--- START ---
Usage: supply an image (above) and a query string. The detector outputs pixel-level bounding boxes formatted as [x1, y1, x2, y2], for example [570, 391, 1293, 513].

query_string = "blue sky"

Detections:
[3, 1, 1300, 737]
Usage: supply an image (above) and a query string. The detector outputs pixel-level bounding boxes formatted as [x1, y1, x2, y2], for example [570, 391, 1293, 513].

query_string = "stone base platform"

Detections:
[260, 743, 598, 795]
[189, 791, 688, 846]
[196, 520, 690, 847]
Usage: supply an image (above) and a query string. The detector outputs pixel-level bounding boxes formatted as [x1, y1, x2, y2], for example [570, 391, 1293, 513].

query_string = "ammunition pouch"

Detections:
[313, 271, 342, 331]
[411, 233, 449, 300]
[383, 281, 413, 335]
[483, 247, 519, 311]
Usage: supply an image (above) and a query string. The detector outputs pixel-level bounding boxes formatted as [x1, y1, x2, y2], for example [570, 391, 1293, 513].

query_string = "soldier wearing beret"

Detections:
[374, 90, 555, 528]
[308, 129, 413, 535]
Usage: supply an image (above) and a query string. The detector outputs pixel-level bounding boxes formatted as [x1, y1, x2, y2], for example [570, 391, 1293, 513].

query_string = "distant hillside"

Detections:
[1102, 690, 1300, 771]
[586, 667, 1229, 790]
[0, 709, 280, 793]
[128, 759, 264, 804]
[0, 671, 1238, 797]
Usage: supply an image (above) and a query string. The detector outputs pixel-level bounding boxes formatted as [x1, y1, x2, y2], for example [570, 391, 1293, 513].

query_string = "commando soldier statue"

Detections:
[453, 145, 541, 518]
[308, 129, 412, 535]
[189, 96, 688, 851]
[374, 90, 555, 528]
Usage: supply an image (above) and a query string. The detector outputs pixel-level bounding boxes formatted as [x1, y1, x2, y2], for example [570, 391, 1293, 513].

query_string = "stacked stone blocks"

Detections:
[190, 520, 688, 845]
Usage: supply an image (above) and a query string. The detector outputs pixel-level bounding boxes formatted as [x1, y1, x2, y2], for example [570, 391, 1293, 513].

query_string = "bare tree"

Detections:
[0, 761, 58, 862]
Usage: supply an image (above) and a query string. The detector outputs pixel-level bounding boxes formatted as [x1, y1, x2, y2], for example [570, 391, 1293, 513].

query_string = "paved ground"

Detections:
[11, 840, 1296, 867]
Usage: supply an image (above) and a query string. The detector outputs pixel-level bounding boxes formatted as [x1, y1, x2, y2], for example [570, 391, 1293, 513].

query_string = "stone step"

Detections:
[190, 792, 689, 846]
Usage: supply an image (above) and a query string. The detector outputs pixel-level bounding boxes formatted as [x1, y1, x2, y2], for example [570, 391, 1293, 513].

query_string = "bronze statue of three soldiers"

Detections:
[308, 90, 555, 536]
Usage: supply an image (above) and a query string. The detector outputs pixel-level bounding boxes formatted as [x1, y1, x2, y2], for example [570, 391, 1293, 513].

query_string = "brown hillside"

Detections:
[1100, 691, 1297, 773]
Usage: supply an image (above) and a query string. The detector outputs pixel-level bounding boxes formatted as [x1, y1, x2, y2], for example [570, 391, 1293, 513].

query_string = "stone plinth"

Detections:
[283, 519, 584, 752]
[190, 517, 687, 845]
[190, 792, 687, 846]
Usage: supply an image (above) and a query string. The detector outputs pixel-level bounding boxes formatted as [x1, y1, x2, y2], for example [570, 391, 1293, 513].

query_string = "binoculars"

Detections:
--- END ---
### WORK TO COMPLETE
Please take the whole listing and write it out exactly.

### WRITTEN SOLUTION
Usage: supply an image (above) and a query string. The detector outputs pixel-level bounding boxes formatted as [x1, y1, x2, y2], for example [570, 391, 1293, 513].

query_string = "blue sky"

Detections:
[3, 1, 1300, 737]
Usage: supply an image (above) and a query string. The detector outputs pixel-level bounding boxes formatted as [x1, y1, x2, y2], for example [570, 391, 1293, 513].

query_string = "stone base platform"

Detections:
[260, 743, 598, 795]
[189, 791, 688, 846]
[196, 520, 690, 847]
Usage: supply an image (above) and a query string. The detector outputs pixel-level bounding boxes formatted as [x1, y1, x2, y2], for example [570, 391, 1293, 513].

query_string = "ammunition pouch"

Detections:
[313, 271, 342, 331]
[411, 233, 449, 300]
[383, 281, 413, 335]
[483, 247, 519, 311]
Usage: supply an image (above) and a query string. The detector outputs pixel-level bounding boxes formatted as [x1, y1, x2, y2], for example [570, 391, 1293, 513].

query_string = "soldier wearing beret"

Detections:
[374, 90, 555, 528]
[308, 129, 413, 535]
Usage: supply an image (above) and a query string. The detector outputs pixel-level bounding boxes formatted as [x1, y1, x2, y2], for example [570, 391, 1293, 513].

query_string = "distant hillside"

Detections:
[1102, 690, 1300, 771]
[586, 667, 1229, 790]
[0, 709, 280, 793]
[128, 759, 264, 804]
[0, 671, 1238, 797]
Usage: supply an image (above) and a query string. The detector outputs pixel-level bounding boxes formatted as [x1, y1, x2, y2], for example [570, 391, 1293, 513].

query_string = "commando soldier statue"

Detections:
[453, 145, 541, 518]
[308, 129, 412, 535]
[189, 96, 688, 851]
[374, 90, 555, 528]
Usage: supply an image (above) and a query string. The detector outputs pixel-level bounding boxes formatted as [x1, y1, x2, y2], for example [570, 391, 1293, 513].

query_string = "stacked stone blocks"

Detections:
[190, 520, 688, 845]
Usage: supply an image (above) and a query string. The detector outputs pixel-level bounding boxes formatted as [x1, y1, x2, y2], for example [570, 391, 1293, 513].

query_string = "bare tree"

Detections:
[0, 761, 58, 862]
Usage: supply an image (above) and a query string. The detector outputs pixel-level bounding boxes formatted as [x1, y1, x2, y2], for example [570, 391, 1293, 513].

query_string = "paved ground"

Detections:
[11, 840, 1296, 867]
Usage: supply an image (above) and a query string. The detector outputs pixel-level bounding boxes formatted as [x1, y1, x2, y2], for example [570, 391, 1293, 513].

query_string = "stone step"

Detections:
[190, 792, 689, 846]
Usage: supply an image (above) and a query string. The detector outputs pixel-level bounding boxes formatted as [x1, y1, x2, y2], for example [570, 391, 1293, 513].

query_string = "bronze statue of three soldiers"

Detections:
[308, 90, 555, 536]
Usage: supply an image (above) and a query string. The detector outputs pixel-level bounding boxes formatted as [x1, y1, x2, y2], for example [570, 391, 1293, 513].

query_string = "brown hillside"

Detections:
[1100, 691, 1297, 773]
Usage: supply an image (above) and a query string. The detector outputs pixel-level bounding boxes formatted as [x1, y1, x2, y2], for example [570, 391, 1293, 513].

query_string = "stone plinth"

Detections:
[283, 519, 584, 752]
[190, 517, 687, 845]
[190, 792, 687, 846]
Usage: supply an image (above) and a query string. The detector outputs pixel-level bounding boxes formatted as [x1, y1, x2, y2], for example [570, 391, 1293, 513].

query_string = "binoculars"

Detections:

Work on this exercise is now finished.